**** PASSAGE TO READ

FASCINATING LOOK AT THE LOGAN (WILSON) QUARRY AND IN THE TOWN OF AROMAS – MORE THAN 100 YEARS AGO

Posted by Rose Ann Woolpert on Mar 18, 2015

In February, 1989, Betsy Woolpert sat down with Grace Marshall Totten to hear about her memories of life at the Logan (now Wilson) Quarry. Here in Grace’s own words are some of those fascinating stories of life more than 100 years ago.

―I was born in 1894 in Moscow, Idaho, where my family had a farm. We grew everything there - didn‘t buy anything but coffee and sugar. We had our own dairy cows for milk, butter and cheese, raised and butchered hogs and chickens for meat, kept bees for honey and wax, buried our potatoes underground for the winter, and stored our fruit and other vegetables in a cellar.

My family moved to Aromas in 1905, when I was eleven years old. We arrived just ten months before the big 1906 Earthquake. As far as I recall, no buildings in Aromas were destroyed, but chimneys were knocked down and everything came off the shelves. I went to the Aromas Elementary School for awhile, but in 1907 there was a measles epidemic. My mother was busy caring for all of us, but she got sick too, and the disease settled in her lungs. Although we took her to live in the Southern California desert to help her recover, she died in 1909. In 1910, when I was sixteen years old, I married Harry Totten. He started to work at the Quarry the same year. Harry had learned how to fire up wood steam engines from his father, and drove the first railroad engine at the Quarry, the #1. He spent forty years up there before he retired in 1950.

********
**** COLLECTED DATA

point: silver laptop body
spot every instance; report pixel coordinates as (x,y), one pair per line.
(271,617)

********

WHAT THIS EXERCISE ASKS -
**a)** Extract the portion of the Logan Quarry recollections from "My family moved" to "retired in 1950.".
**b)** In the Logan Quarry recollections, list every year that Grace mentions in her own account, beginning with the words "I was born".
Rely solely on the Logan Quarry recollections and set the data aside.

ANSWERS IN ORDER -
**a)**
My family moved to Aromas in 1905, when I was eleven years old. We arrived just ten months before the big 1906 Earthquake. As far as I recall, no buildings in Aromas were destroyed, but chimneys were knocked down and everything came off the shelves. I went to the Aromas Elementary School for awhile, but in 1907 there was a measles epidemic. My mother was busy caring for all of us, but she got sick too, and the disease settled in her lungs. Although we took her to live in the Southern California desert to help her recover, she died in 1909. In 1910, when I was sixteen years old, I married Harry Totten. He started to work at the Quarry the same year. Harry had learned how to fire up wood steam engines from his father, and drove the first railroad engine at the Quarry, the #1. He spent forty years up there before he retired in 1950.

**b)** 1894, 1905, 1906, 1907, 1909, 1910, 1950